BEGIN

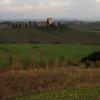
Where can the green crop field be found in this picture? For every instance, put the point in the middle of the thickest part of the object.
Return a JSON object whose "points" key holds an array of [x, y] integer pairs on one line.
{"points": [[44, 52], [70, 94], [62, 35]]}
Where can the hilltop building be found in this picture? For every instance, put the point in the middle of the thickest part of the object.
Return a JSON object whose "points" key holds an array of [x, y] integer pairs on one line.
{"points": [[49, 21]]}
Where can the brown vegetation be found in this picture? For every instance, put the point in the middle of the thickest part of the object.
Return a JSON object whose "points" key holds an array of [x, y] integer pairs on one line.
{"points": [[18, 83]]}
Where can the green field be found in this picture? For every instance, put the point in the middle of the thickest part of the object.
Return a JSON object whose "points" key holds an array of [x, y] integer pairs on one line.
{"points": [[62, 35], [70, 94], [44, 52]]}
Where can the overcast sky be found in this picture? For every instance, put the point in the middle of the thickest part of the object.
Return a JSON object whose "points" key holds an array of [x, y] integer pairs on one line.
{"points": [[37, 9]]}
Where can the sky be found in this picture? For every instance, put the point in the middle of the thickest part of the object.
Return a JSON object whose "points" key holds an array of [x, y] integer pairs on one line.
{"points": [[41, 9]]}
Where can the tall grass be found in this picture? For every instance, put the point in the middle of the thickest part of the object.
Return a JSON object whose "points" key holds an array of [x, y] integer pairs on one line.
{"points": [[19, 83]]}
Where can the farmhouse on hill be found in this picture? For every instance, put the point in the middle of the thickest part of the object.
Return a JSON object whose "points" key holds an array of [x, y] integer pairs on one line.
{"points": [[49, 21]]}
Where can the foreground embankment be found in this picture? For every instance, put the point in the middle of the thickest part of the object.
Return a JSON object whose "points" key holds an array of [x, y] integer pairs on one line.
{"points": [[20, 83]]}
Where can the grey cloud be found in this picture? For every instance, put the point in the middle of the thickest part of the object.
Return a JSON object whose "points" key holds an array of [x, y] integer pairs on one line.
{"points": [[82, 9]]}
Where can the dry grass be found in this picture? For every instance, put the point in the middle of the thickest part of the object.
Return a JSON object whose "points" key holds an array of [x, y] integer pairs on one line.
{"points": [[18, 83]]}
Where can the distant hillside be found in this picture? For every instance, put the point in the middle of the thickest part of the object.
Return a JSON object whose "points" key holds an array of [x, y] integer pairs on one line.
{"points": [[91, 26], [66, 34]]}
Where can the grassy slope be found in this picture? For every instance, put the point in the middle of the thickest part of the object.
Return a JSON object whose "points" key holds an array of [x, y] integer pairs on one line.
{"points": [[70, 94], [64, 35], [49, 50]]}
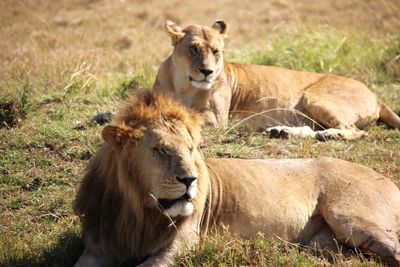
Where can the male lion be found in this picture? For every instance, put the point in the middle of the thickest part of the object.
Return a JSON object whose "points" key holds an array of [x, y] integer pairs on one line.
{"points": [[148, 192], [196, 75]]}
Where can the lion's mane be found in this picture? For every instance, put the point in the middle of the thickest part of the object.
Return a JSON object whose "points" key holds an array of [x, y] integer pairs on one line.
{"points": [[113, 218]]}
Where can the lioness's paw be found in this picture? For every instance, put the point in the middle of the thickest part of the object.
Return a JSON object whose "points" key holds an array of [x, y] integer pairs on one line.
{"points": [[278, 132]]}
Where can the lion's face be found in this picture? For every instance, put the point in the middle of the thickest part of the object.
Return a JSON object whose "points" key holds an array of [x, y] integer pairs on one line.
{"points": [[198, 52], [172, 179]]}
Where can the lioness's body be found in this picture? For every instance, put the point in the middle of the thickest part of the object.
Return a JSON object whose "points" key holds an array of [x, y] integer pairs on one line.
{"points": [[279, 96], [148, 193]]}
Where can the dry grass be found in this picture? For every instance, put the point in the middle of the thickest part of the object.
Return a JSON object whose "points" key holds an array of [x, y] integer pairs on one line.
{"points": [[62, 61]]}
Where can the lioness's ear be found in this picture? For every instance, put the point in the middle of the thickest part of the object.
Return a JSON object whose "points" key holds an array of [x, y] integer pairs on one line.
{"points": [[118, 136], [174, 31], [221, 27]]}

END
BEGIN

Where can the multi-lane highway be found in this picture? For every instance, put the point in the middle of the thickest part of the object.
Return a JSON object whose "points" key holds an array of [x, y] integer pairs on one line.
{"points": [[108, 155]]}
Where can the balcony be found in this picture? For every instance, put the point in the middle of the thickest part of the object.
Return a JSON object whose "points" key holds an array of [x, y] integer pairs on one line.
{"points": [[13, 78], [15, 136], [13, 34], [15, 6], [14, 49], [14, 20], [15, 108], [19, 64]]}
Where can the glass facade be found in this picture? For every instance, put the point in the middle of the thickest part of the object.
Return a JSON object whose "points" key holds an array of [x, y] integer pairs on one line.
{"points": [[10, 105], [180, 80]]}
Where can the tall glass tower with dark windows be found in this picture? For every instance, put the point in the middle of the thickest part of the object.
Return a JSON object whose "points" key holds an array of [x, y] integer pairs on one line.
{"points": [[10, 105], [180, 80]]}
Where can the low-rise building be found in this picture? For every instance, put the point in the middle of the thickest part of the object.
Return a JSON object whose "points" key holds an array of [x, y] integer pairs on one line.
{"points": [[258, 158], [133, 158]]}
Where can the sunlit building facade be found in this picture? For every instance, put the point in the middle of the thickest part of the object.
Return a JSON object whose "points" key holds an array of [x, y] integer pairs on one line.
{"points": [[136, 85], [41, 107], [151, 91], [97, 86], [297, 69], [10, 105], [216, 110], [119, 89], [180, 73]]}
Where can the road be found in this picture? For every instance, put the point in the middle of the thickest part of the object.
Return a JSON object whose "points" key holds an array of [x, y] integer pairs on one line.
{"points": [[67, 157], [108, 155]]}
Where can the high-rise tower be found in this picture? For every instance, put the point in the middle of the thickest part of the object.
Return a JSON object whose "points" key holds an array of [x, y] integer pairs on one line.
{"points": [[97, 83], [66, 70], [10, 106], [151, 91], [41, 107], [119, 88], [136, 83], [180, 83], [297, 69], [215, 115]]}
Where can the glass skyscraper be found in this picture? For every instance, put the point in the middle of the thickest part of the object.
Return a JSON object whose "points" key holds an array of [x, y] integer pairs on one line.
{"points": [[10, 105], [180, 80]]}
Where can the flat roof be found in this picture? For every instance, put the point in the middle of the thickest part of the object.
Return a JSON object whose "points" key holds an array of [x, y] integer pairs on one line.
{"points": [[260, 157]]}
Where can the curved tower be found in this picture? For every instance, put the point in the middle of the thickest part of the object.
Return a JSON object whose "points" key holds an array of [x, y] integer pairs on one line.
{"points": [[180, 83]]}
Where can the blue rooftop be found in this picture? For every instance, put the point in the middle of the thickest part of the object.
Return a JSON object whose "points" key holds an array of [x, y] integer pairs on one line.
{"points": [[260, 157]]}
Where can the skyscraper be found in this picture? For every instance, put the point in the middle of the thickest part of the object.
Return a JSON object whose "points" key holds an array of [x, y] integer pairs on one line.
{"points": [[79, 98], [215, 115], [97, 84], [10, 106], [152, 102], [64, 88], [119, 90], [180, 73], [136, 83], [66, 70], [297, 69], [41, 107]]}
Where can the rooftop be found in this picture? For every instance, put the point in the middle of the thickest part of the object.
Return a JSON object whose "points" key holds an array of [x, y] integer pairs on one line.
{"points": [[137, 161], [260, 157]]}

END

*Stated task*:
From the records, keep only the lines that contain the string "rooftop" and copy each one out in full.

*Completed task*:
Where can the blue rooftop be found in this picture? For every instance, put the point in the middle of the thickest part of the object.
Where can the rooftop be found in this picture? For every instance, put the point in the middle of the thickest part of the object.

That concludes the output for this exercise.